--- What to do ---
Write out the listing below again, precisely as it is given.

====== Data listing ======

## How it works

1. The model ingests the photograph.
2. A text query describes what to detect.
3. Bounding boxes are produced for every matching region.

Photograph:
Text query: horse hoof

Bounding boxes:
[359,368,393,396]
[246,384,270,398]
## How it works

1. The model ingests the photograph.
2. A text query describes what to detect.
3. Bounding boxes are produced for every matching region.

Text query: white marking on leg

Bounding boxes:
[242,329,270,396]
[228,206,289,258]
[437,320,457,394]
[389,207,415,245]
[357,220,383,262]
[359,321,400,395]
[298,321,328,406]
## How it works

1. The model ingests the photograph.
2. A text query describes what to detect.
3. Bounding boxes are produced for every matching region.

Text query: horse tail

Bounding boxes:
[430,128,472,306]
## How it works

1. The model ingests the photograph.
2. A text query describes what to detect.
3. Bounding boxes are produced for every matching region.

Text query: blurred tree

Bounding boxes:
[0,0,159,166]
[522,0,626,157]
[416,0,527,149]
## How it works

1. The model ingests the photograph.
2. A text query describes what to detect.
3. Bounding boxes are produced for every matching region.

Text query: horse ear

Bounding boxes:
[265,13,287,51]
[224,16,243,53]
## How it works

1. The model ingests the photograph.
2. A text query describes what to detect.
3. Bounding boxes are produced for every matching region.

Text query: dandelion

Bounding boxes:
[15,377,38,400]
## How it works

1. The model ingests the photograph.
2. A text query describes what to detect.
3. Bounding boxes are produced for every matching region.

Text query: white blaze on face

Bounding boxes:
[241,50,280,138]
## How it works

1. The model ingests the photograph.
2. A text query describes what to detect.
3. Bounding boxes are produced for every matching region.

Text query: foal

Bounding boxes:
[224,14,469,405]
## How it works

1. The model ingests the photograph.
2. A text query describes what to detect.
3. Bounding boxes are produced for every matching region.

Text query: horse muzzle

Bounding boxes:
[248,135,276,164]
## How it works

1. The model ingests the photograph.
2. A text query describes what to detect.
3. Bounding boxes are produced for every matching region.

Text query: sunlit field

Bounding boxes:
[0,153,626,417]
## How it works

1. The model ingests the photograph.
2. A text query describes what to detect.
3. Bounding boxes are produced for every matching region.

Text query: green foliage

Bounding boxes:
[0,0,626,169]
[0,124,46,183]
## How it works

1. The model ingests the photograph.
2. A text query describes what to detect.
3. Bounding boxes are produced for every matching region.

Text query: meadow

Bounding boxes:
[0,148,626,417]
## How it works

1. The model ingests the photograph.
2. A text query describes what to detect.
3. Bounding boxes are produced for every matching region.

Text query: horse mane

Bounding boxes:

======

--- Solved exercise ---
## How it works

1. The model ingests the photograph.
2. A text query describes what to detect.
3. Bounding boxes are produced for every matching region.

Photograph:
Text query: horse hoof

Bounding boxes:
[359,368,393,396]
[246,384,270,398]
## How it works

1. The model ingests the photograph.
2. A text query describes what to detect.
3. Bounding boxes are produced for every matching region.

Text query: white marking on leg

Bounding boxes:
[242,329,270,396]
[228,206,289,258]
[437,320,457,394]
[389,207,415,245]
[357,220,383,262]
[359,321,400,395]
[298,321,328,406]
## How it works

1. The model ingests the photograph.
2. A text query describes what to detect.
3. Bounding boxes are produced for every matching region.

Text query: horse tail

Bounding boxes:
[430,128,472,306]
## How it works

1. The model ingests the photograph.
2. A text query describes what to detect.
3. Bounding boxes are produced for every matching region.

Text query: blurred tree

Bounding boxes:
[0,0,159,166]
[522,0,626,157]
[416,0,527,149]
## How it works

1. The model ingests the photograph.
2. A text query describes what to detect.
3. Bounding boxes are produced for every matching region.

Text query: horse ear

Bounding boxes:
[265,13,287,51]
[224,16,243,53]
## How it works

1. The model ingests the photograph.
2. A text query describes what to detect.
3. Bounding boxes are produced for every matching region.

Text query: dandelion

Bounding boxes:
[15,377,38,400]
## How it works

1. The model ingests the photograph.
2. A text query describes what to detect.
3. Bounding boxes are produced for every matching region.

Text query: white blaze on face

Bounding boxes:
[241,50,280,138]
## How it works

1. The model ingests the photograph.
2. A text query describes what to detect.
3. Bounding boxes are produced for every matching region.

Text query: foal

Bounding boxes:
[224,14,469,405]
## How it works

1. The model ingests the photograph.
2. A text query describes what to detect.
3. Bounding boxes are produced for every matching region.

Text query: horse muzzle

Bounding boxes:
[248,135,276,164]
## How it works

1. The model ingests the photograph.
2. A text query describes what to detect.
3. Bounding boxes are produced for every matching region.

Text query: sunlit field

Bounding boxes:
[0,153,626,417]
## How it works

1. The model ingests the photograph.
2. A text query describes what to detect.
3. Bounding boxes are produced for every matching region.

Text query: green foliage

Bounding boxes:
[0,0,626,169]
[0,124,46,183]
## How it works

1. The model ingests the photograph.
2. A text query describes what to detect.
3. Bounding boxes are produced for every matching region.

Text query: meadow

Bounding boxes:
[0,148,626,417]
## How it works

1. The model ingests the photograph.
2. A text query describes what to detect.
3. Bounding boxes are produced for every matching region.

Text query: horse mane

Bounding boxes:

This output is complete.